Continue the advice column about doctors asking patients whether they own guns, starting right after its last sentence.

Exercise passage>
== Segment start ==

November 24, 2017
Dear Doctor: Out of the blue, my new primary care doctor asked me if I owned a gun. Was it appropriate, or even legal, for her to ask that?
Dear Reader: I can understand why you were surprised. Doctors generally try to avoid wading into political discussions, which, as we know, the topic of guns has become. Lately, though, many have been reassessing that arms-length stance and focusing on guns as a public health issue. That’s because, as doctors, our concern is preventing illness and injury. We freely speak out against the abuse of alcohol, tobacco and sugar — all of which are legal — because we would like to prevent alcohol addiction, smoking and an over-consumption of sugar. Without advocating legal action against these substances, we ask probing questions of our patients and, we hope, give good advice to prevent injury.
The big issue with guns is violence. Put simply, guns are an effective way to injure and kill people — or, as we think of them, our patients. How many patients? Let me put it this way: In 2015, 36,252 people died of gunshot wounds in the United States. More than 80,000 others are injured each year.

== Segment end ==

Given entries>

== Segment start ==

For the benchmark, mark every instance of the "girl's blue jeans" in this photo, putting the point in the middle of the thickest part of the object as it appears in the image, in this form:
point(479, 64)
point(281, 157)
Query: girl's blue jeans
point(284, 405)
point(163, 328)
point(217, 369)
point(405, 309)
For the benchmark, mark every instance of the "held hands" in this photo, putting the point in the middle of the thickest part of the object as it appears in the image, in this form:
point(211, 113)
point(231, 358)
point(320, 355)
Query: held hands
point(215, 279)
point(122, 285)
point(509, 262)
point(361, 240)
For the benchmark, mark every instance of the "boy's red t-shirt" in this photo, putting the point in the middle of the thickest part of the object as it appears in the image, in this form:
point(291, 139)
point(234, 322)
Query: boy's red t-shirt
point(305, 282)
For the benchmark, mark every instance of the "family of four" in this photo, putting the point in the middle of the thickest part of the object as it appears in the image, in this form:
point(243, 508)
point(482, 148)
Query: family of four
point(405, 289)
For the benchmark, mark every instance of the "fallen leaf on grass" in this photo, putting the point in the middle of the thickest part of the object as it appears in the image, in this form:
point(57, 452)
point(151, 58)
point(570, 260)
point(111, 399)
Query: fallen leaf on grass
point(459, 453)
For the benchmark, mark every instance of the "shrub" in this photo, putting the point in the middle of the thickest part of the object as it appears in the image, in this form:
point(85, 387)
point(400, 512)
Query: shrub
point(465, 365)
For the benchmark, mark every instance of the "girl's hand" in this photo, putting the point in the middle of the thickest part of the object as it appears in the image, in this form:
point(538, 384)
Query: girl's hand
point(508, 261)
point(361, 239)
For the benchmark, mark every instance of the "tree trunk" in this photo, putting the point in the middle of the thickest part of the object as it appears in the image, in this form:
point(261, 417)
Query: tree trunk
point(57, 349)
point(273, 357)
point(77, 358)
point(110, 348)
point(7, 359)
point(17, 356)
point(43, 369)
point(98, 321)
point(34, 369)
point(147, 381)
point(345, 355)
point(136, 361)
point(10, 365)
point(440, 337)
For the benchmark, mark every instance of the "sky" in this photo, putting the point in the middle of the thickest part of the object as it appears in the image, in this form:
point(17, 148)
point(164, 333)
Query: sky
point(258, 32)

== Segment end ==

Answer box>
The majority of deaths by firearms — two-thirds — are due to suicide. Simply having a gun in the house increases the rate of suicide by gun. This may seem obvious, but having a gun in the house also increases the overall rate of suicide, especially among men. The U.S. rate of suicide by firearm is about 11 times that of other industrialized countries.
Health care professionals particularly worry about depressed patients with access to guns, fearing that those who believe they would be better off dead will more easily act on that belief. Because guns are such an easy, impulsive way to commit suicide, knowing that a gun is in the house can help us more effectively counsel and guide patients.
This is especially useful information when we’re counseling military veterans, who have nearly twice the rate of suicide as civilians and who are often comfortable around guns, and when we’re assessing overall child and adolescent safety. For adolescents, the rate of suicide is two to three times greater when there is a gun in the house. Further, because of adolescents’ poor impulse control, we also worry that they’ll use the gun on other people.
Of course, guns in the house are often used for protection. But people with access to a gun have twice the likelihood of being a victim of homicide.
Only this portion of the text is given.